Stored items
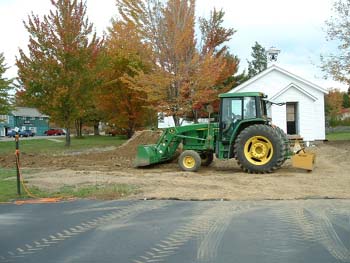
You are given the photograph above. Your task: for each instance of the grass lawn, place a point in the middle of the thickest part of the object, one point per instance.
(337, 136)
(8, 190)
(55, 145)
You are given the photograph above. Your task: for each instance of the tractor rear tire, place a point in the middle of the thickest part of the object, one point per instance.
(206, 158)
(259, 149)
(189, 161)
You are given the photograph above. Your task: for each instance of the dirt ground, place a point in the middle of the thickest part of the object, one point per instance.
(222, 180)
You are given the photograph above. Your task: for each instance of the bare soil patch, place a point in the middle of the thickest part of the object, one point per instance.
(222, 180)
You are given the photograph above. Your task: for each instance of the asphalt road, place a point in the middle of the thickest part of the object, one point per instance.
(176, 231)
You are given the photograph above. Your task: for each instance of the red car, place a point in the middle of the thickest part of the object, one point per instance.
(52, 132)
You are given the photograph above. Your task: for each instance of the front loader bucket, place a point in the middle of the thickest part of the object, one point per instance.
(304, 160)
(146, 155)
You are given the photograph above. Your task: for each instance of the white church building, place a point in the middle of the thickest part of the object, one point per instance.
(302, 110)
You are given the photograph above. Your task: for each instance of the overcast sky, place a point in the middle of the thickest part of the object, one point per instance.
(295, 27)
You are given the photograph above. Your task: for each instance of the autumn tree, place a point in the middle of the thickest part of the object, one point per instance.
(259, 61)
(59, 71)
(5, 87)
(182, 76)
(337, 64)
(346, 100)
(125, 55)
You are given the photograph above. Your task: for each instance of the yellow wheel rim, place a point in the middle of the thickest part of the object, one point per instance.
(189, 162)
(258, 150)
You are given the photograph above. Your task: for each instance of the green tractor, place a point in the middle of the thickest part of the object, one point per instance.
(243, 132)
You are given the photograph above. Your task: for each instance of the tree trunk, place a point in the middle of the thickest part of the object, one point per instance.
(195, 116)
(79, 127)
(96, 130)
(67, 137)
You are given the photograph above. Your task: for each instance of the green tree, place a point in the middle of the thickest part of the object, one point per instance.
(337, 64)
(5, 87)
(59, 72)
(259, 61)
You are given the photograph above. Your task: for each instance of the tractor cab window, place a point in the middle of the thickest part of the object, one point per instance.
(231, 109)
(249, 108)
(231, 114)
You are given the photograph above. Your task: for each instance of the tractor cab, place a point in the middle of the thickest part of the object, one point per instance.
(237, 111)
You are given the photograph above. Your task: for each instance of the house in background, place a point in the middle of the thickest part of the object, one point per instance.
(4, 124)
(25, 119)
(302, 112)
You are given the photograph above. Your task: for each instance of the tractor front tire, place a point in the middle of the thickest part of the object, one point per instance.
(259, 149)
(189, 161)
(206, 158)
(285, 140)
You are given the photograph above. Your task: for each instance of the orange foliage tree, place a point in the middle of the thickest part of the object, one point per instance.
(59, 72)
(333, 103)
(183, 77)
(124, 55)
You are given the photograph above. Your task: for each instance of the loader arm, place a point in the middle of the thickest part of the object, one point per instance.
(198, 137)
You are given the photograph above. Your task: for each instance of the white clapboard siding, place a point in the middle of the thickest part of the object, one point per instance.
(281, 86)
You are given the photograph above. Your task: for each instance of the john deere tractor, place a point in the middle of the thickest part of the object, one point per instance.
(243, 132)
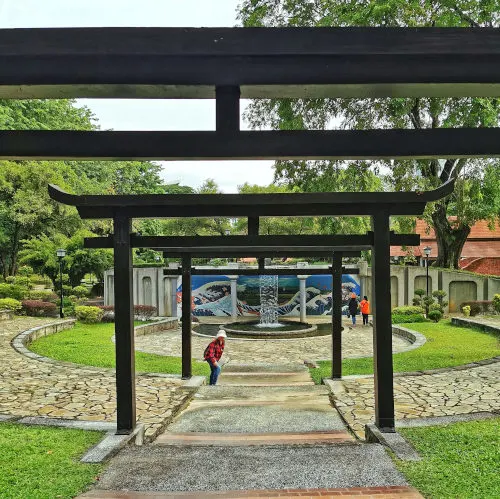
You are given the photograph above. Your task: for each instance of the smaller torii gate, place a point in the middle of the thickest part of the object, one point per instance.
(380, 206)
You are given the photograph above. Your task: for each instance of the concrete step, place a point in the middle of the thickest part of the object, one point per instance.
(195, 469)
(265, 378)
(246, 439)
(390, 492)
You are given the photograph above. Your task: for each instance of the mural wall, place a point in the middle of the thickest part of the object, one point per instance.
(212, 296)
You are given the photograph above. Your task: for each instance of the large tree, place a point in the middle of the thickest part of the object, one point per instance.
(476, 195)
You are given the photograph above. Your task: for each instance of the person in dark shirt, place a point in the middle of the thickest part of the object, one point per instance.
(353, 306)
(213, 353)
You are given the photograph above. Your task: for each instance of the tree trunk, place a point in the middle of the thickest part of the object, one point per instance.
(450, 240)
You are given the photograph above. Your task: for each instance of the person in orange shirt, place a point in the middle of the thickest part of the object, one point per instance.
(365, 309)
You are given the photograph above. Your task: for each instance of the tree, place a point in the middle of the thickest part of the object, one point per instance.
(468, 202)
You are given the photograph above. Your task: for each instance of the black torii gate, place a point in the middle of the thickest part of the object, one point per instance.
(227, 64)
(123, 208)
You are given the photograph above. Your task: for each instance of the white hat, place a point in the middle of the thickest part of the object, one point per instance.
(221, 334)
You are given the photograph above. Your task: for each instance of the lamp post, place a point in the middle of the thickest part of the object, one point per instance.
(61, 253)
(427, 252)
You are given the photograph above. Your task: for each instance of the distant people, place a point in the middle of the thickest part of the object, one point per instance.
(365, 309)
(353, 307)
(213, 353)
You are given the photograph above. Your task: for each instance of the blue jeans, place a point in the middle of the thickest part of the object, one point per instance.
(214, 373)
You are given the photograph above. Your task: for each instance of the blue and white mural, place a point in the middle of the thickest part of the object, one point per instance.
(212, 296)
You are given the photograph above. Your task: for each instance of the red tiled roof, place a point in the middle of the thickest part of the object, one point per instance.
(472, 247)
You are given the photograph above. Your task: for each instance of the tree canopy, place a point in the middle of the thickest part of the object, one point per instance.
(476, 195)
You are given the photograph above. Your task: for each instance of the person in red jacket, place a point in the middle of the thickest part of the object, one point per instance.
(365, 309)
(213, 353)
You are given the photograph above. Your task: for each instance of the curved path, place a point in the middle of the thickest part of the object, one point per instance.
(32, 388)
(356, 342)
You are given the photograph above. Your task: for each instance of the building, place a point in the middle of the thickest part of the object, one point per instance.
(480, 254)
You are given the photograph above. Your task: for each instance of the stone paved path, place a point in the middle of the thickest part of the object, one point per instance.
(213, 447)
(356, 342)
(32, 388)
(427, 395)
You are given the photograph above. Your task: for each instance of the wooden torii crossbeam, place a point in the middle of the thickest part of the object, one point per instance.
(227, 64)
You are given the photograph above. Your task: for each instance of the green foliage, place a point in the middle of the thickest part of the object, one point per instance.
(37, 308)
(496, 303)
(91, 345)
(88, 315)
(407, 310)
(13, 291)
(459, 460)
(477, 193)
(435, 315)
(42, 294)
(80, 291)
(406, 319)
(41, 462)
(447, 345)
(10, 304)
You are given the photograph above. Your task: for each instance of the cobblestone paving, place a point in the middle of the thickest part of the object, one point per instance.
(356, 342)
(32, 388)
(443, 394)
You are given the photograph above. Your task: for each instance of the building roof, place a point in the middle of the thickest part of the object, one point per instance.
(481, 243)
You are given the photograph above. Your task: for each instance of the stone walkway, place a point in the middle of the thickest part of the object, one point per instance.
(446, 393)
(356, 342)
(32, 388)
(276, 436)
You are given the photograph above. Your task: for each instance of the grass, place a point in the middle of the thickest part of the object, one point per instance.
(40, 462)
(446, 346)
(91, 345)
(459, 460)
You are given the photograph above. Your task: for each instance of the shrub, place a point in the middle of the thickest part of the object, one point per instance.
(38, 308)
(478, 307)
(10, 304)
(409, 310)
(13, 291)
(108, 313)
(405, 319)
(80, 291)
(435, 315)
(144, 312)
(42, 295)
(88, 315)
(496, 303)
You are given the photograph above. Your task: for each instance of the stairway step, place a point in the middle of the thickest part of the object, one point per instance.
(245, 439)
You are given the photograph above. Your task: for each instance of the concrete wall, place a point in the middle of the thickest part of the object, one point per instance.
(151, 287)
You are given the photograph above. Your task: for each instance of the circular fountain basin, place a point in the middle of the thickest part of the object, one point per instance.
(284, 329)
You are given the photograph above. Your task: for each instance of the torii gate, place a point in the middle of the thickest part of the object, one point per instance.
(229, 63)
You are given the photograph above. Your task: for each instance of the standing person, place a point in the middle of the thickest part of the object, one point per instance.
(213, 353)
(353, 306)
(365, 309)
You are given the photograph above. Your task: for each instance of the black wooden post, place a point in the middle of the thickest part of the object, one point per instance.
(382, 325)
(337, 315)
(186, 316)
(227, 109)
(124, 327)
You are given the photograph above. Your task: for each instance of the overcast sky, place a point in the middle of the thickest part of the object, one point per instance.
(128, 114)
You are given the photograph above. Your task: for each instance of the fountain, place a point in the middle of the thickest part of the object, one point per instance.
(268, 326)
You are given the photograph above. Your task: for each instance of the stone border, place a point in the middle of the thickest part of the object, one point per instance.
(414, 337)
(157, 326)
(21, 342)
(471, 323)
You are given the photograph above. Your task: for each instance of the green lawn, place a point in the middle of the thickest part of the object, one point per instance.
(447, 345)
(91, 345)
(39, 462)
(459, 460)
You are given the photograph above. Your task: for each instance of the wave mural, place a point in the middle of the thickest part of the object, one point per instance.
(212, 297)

...

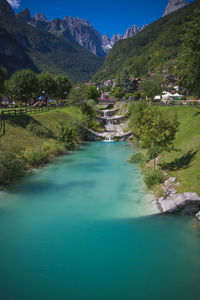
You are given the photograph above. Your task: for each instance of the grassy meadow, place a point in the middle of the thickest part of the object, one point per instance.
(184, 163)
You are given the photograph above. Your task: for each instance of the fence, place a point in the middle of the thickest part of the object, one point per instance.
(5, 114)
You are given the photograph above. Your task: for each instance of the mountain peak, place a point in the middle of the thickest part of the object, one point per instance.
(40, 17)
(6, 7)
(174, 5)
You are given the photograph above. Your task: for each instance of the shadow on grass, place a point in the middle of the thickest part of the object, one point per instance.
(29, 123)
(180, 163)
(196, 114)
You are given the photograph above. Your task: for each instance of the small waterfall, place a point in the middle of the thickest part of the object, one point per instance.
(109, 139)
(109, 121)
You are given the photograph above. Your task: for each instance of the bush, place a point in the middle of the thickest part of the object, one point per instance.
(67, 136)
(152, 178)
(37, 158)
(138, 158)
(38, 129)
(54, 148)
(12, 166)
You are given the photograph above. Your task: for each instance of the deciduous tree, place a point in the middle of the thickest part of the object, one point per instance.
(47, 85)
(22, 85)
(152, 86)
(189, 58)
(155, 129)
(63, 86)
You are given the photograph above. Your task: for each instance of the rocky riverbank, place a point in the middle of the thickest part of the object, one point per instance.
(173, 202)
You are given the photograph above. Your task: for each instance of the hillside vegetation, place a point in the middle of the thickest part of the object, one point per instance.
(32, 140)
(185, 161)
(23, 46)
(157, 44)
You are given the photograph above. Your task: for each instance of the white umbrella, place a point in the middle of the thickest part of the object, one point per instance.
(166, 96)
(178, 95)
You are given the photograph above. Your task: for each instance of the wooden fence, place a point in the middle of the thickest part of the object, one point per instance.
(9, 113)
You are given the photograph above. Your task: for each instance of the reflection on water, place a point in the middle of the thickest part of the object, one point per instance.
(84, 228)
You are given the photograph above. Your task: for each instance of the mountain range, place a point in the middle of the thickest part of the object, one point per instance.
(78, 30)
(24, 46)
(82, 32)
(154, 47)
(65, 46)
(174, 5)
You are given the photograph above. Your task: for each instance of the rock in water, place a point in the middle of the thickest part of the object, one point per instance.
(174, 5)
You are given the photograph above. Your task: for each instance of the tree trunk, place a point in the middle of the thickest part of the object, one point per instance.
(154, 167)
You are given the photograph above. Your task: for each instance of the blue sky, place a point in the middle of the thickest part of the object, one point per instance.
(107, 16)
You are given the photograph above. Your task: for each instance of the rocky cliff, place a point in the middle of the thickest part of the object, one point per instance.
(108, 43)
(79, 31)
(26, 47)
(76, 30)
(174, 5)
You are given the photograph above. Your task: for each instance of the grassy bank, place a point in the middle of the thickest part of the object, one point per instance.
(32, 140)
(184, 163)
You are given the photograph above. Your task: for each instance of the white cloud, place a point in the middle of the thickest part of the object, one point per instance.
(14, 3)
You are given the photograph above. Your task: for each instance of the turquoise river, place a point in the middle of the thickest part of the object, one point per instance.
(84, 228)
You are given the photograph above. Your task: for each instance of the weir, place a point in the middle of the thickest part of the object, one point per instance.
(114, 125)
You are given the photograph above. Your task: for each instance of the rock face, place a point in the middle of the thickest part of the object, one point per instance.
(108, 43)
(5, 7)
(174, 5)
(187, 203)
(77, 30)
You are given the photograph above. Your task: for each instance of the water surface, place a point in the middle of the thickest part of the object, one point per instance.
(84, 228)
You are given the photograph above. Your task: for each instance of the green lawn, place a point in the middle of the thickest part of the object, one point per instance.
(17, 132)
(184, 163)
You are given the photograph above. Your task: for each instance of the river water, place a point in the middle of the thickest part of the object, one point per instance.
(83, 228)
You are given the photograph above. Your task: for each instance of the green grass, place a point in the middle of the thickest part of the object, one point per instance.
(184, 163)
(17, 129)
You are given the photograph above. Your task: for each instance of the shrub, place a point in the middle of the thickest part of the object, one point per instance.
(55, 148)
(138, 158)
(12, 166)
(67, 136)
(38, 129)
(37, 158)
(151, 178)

---

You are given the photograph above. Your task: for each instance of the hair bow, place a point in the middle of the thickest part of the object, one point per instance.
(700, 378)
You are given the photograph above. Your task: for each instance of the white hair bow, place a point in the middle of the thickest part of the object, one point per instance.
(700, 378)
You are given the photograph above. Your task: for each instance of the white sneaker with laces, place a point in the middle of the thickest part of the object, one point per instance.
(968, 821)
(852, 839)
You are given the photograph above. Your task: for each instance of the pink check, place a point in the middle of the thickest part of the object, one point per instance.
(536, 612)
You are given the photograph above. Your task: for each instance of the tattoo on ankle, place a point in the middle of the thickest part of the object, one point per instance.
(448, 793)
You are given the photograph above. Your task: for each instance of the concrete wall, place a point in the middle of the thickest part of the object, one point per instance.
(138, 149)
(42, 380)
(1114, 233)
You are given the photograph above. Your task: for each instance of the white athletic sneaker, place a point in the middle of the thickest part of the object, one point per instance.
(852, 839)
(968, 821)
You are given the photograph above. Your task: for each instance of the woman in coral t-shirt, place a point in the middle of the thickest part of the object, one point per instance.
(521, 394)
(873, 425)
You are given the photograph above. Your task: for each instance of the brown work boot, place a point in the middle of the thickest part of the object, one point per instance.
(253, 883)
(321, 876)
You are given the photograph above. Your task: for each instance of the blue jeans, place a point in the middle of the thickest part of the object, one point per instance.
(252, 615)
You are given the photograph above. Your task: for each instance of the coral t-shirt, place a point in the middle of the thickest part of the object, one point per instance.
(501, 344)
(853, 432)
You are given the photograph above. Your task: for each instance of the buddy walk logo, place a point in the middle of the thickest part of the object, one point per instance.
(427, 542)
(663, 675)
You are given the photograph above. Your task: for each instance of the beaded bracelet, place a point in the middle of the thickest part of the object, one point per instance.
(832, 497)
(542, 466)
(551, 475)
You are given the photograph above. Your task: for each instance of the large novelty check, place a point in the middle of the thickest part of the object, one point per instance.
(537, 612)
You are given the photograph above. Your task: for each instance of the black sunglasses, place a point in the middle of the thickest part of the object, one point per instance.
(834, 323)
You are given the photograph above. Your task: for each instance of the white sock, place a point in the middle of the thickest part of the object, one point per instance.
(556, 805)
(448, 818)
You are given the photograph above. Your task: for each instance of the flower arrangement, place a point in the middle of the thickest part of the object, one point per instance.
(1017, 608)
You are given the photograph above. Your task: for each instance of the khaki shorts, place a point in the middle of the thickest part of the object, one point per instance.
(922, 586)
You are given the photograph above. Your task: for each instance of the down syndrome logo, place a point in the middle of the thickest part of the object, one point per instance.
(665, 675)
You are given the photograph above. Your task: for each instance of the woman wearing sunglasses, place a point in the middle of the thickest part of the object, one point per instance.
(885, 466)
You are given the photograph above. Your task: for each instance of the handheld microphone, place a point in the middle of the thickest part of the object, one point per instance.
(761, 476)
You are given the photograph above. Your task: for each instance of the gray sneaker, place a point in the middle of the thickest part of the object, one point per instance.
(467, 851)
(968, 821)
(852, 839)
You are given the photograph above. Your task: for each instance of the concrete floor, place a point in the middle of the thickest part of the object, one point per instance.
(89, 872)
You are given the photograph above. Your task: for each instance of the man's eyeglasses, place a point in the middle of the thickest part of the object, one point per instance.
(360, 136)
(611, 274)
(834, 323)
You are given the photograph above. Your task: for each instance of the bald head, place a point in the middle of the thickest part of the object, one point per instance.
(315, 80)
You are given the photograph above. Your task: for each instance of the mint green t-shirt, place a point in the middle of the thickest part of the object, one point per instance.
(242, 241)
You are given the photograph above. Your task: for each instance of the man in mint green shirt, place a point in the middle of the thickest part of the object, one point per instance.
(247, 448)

Exercise objective: Identify every line in the material above that contains the string "rocky" and copy each one in full. Matching is case-sensitive.

Exercise response:
You are given the photograph above. Your task: for each instance of the rocky riverbank, place a point in the middle of the thickest part of the object, one point per instance.
You are given the photograph above. Your task: for each instance of the rocky cliff, place a point in the middle of the thickest part of the object, one point per instance.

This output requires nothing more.